-- Start of Text to read --
For more about House at the End of the Street and the House at the End of the Street Blu-ray release, see House at the End of the Street Blu-ray Review published by Casey Broadwater on January 10, 2013 where this Blu-ray release scored 2.5 out of 5.
Director: Mark Tonderai
Writer: Jonathan Mostow
Starring: Jennifer Lawrence, Elisabeth Shue, Max Thieriot, Gil Bellows, Will Bowes, Jonathan Higgins
» See full cast & crew
House at the End of the Street Blu-ray Review
Someone should've foreclosed on the film.
-- End of Text to read --
* The problem:
Reproduce the Blu-ray review excerpt word for word, from "For more about" to "on the film.".
-- Start of Data shown --
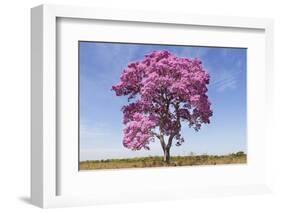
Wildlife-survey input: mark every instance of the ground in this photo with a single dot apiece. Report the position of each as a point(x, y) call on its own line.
point(157, 161)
-- End of Data shown --
* Solution below:
For more about House at the End of the Street and the House at the End of the Street Blu-ray release, see House at the End of the Street Blu-ray Review published by Casey Broadwater on January 10, 2013 where this Blu-ray release scored 2.5 out of 5.
Director: Mark Tonderai
Writer: Jonathan Mostow
Starring: Jennifer Lawrence, Elisabeth Shue, Max Thieriot, Gil Bellows, Will Bowes, Jonathan Higgins
» See full cast & crew
House at the End of the Street Blu-ray Review
Someone should've foreclosed on the film.